Required action: Every word in the data below belongs in your copy, exactly as given; the pictures do not.

Extracted records:

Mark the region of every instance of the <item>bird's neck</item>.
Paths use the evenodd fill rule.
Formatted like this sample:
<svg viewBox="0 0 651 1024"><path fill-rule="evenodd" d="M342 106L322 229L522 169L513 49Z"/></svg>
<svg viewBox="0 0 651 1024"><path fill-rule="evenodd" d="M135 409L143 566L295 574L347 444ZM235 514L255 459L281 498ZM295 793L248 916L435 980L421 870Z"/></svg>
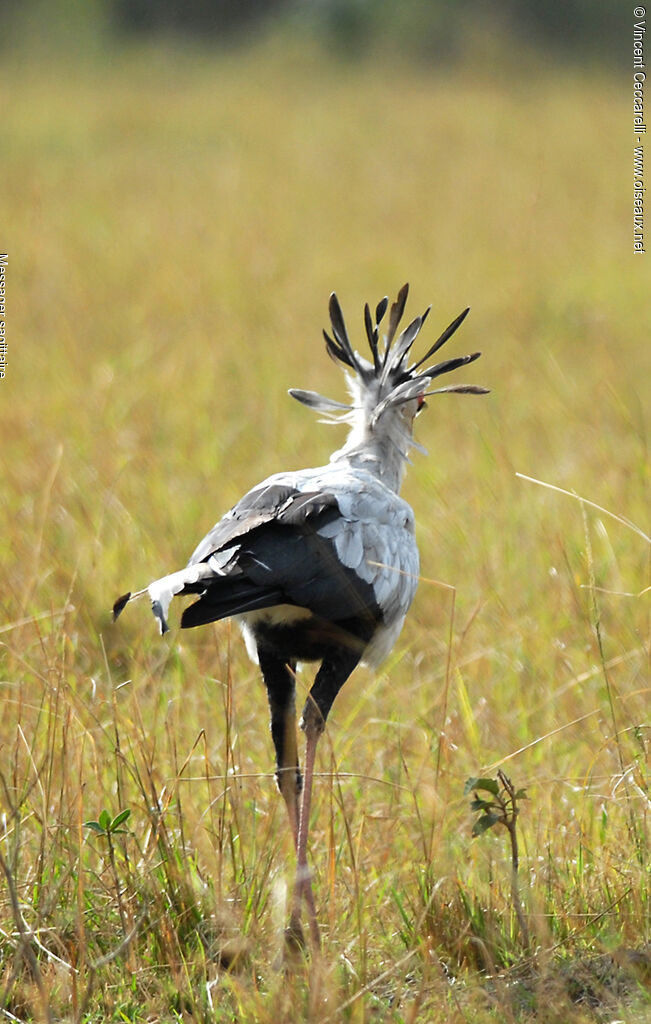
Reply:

Reply to the exercise:
Mark the region of every instance of the <item>bird's neck</item>.
Paths use the evenodd fill rule.
Formatted like this sample:
<svg viewBox="0 0 651 1024"><path fill-rule="evenodd" d="M342 106L322 229L522 169L513 49Z"/></svg>
<svg viewBox="0 0 651 1024"><path fill-rule="evenodd" d="M135 409L143 566L295 574L347 444ZM235 514L255 459L281 498ZM295 793L248 916L435 980L421 870Z"/></svg>
Reply:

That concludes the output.